AUSGEWÄHLTER AUSZUG:
- - -
# Innenlager Beef Cake



## Rider79 (21. Mai 2012)

Hi Leute,

hab ein Beef Cake von 2009. Was ist da für ein Innenlagerstandart verbaut?
Sieht nach Pressfit aus.

Danke für die Info.

Grüße


----------



## MaStErLeNiN (27. Mai 2012)

Nein, ist BB30.
Hast du auch eine FSA Kurbel drin?


----------



## MTB-News.de




----------



## Rider79 (28. Mai 2012)

Ja. Habe jetzt festgestellt das auf der antriebseite das Lager krumm eingepresst worden wahr und ist jetzt kaputt.......


----------



## -MIK- (28. Mai 2012)

Wie soll dass denn krumm eingepresst werden? Dann würde die BB30 Achse auch nicht durch das Lager gehen, bzw. nur mit einem Vorschlaghammer....


----------



## Rider79 (28. Mai 2012)

Mann muß die Achse auch rausklopfen..... Hab das Lager nicht so eingepresst. Stell jetzt auf BSA um.


----------



## -MIK- (29. Mai 2012)

Naja, ich muss meine BSA Achse auch raus kloppen, die sitzt halt sehr stramm, soll ja auch kein Spiel haben. Wenn die Lager aber schief sind, geht die Achse imho a) nicht rein und selbst wenn b) sollte das Lager beim zusammen ziehen der Achse gerade gezogen werden...


----------



## Rider79 (29. Mai 2012)

Das Lager beim anziehen der Achse plan ziehen, das wird nicht funktionieren. Da müssen die Kräfte wesentlich höher sein. Stell jetzt sowieso um. Die Auswahl bei BSA Kurbeln sind einfach besser. Kann sowieso nicht verstehen warum es verschiedene Standards geben muss. Ist doch nur reine Geldmacherei. Das gleiche ist bei den Laufrädern.........


----------



## -MIK- (2. Juni 2012)

Ne Du, so viel Kraft braucht das nun auch nicht beim Einpressen der BB30 Lager. Ob das jetzt mit der Kurbel klappt will ich nicht in Stein meißeln aber als ich meine Lager getauscht hab, ging das butterweich. 

Seh ich ein bissel anders, mit dem BB30 wurde ein Standard vom Rennrad auf das MTB übertragen. Der Sinn: Viel steifer.


----------
- - -
DATENTEIL:
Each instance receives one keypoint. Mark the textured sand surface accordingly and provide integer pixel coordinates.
- - -
AUFGABEN:
1. Welcher Innenlagerstandard ist laut dem Auszug zum Beef Cake im Modell von 2009 verbaut?
2. Gib aus dem Auszug zum Beef Cake den Abschnitt wortgetreu wieder, beginnend bei „Ne Du, so viel“ und endend bei „ging das butterweich.“.

LÖSUNGEN:
1. BB30.

2.
Ne Du, so viel Kraft braucht das nun auch nicht beim Einpressen der BB30 Lager. Ob das jetzt mit der Kurbel klappt will ich nicht in Stein meißeln aber als ich meine Lager getauscht hab, ging das butterweich.